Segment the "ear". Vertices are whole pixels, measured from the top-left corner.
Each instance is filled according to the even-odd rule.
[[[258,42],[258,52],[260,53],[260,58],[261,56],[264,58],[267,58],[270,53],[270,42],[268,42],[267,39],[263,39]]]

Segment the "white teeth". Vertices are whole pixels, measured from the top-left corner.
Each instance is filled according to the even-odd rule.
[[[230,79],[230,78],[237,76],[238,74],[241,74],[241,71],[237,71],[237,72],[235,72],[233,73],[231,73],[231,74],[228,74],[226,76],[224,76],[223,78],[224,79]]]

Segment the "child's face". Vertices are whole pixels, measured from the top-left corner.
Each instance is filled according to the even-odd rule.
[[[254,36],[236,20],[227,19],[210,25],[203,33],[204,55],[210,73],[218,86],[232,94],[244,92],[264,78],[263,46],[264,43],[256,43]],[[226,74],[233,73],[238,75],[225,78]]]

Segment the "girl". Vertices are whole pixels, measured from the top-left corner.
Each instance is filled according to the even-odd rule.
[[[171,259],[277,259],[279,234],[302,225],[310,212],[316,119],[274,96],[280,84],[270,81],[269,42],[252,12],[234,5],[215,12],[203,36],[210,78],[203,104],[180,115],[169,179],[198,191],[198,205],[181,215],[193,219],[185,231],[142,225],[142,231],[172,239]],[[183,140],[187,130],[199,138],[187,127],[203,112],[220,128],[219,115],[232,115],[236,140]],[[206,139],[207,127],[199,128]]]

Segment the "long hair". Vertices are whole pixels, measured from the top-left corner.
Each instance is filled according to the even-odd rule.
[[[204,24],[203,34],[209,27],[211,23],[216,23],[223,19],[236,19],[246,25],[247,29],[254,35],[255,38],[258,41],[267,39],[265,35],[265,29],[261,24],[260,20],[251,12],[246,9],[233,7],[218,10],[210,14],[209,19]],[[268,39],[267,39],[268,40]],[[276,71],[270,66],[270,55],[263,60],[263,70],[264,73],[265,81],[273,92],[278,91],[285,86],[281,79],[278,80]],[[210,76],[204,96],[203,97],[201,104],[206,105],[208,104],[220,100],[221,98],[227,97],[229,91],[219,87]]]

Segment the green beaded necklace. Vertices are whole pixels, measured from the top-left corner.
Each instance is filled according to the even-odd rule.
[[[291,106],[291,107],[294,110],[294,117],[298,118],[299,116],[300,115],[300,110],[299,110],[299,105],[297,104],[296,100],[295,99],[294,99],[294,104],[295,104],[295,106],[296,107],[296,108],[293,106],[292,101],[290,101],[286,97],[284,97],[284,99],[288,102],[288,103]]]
____________
### What you should do
Rewrite all the rows above, replacing "top-left corner" with "upper-left corner" wherever it occurs and leaving everything else unchanged.

### Answer below
Segment the "ear". Vertices are whole pixels, measured from the upper-left corner.
Each instance is filled according to the even-odd rule.
[[[258,42],[258,52],[260,53],[260,58],[261,56],[264,58],[267,58],[270,53],[270,42],[268,42],[267,39],[263,39]]]

Segment the "white teeth". Vertices are whole pixels, measured from the upper-left corner.
Each instance is filled according to the even-odd rule.
[[[230,79],[230,78],[237,76],[238,74],[241,74],[241,71],[237,71],[237,72],[235,72],[233,73],[231,73],[231,74],[228,74],[226,76],[224,76],[223,78],[224,79]]]

Segment the "child's face". Vertices are whole pixels, measured from the upper-left corner.
Each instance is filled according to the even-odd rule.
[[[254,36],[236,20],[227,19],[210,25],[203,33],[204,55],[210,73],[218,86],[232,94],[244,92],[264,78],[263,46],[264,43],[256,43]],[[226,74],[233,73],[238,75],[225,78]]]

Segment the "girl". Vertices are whole pixels, measured from the upper-left corner.
Each instance is filled according to the even-odd rule.
[[[171,259],[277,259],[279,234],[302,225],[310,212],[316,119],[274,96],[280,84],[270,81],[269,42],[252,12],[234,5],[215,12],[203,36],[210,78],[203,104],[180,115],[169,179],[198,191],[198,205],[181,215],[193,219],[185,231],[142,225],[142,231],[172,239]],[[183,140],[187,130],[199,138],[187,127],[203,112],[220,128],[219,115],[232,115],[236,140]],[[206,139],[207,127],[199,128]]]

Segment the "long hair". Vertices are whole pixels, measured from the upper-left corner.
Each instance is filled according to the even-odd rule.
[[[204,24],[203,34],[209,27],[211,23],[216,23],[223,19],[236,19],[246,25],[247,29],[254,35],[255,38],[258,41],[267,39],[265,35],[265,29],[261,24],[260,20],[251,12],[246,9],[233,7],[218,10],[210,14],[209,19]],[[268,39],[267,39],[268,40]],[[276,71],[270,66],[270,55],[263,60],[263,70],[264,73],[265,81],[273,92],[278,91],[285,86],[281,79],[278,80]],[[210,76],[204,96],[203,97],[201,104],[206,105],[208,104],[220,100],[221,98],[227,97],[229,91],[219,87]]]

Segment the green beaded necklace. Vertices are whole pixels, measured from the upper-left corner.
Each instance is filled according to the even-odd rule.
[[[291,106],[291,107],[294,110],[294,117],[298,118],[299,116],[300,115],[300,110],[299,110],[299,105],[297,104],[296,100],[295,99],[294,99],[294,104],[295,104],[295,106],[296,107],[296,108],[293,106],[292,101],[290,101],[286,97],[284,97],[284,99],[288,102],[288,103]]]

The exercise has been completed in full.